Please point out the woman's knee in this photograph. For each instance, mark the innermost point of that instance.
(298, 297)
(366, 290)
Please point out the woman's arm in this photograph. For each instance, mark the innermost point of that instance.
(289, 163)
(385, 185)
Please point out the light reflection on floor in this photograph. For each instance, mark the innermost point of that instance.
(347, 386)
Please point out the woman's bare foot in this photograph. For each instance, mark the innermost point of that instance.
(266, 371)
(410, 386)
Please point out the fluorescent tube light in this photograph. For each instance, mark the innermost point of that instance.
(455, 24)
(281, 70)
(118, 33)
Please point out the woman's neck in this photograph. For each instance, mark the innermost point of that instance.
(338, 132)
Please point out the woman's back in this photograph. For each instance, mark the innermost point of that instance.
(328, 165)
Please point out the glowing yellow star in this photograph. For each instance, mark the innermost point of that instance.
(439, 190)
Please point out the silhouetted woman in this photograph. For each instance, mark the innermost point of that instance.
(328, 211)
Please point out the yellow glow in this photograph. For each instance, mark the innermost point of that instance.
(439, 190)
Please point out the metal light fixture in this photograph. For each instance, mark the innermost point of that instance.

###

• **Task goal**: Please rewrite all of the material above, replacing every "photograph" with "image" and leaving everything else unchanged.

• **Solution for this problem**:
Please point out the woman's knee in this image. For each instance, mark the innermost point of that instance.
(298, 297)
(366, 290)
Please point out the woman's arm in this image. For each instance, mark the innermost point of that instance.
(289, 163)
(385, 185)
Please point out the light reflection on floor in this image. For each instance, mark the innermost point of that instance.
(347, 386)
Please point out the woman's bare foot in this image. For each instance, mark the innermost point of that instance.
(266, 371)
(410, 386)
Please point out the fluorescent tube light in this image. For each instance, mark the innermost point of that instance.
(455, 24)
(281, 70)
(118, 33)
Please point out the woman's neck in this image. For each instance, mark the innermost point of that instance.
(338, 132)
Please point out the woman's back in this image. For each instance, mark the innermost point of that instance.
(328, 165)
Please point out the glowing yellow star in this image. For each instance, mark the innermost point of that instance.
(439, 190)
Please point out the silhouetted woman in this image. For each instance, mark the innermost point of that instance.
(328, 211)
Please point out the yellow glow in this image. For each instance, mark the innermost point of that instance.
(439, 190)
Please point out the metal light fixture in this image. For each instance, mark the innermost point of that instance.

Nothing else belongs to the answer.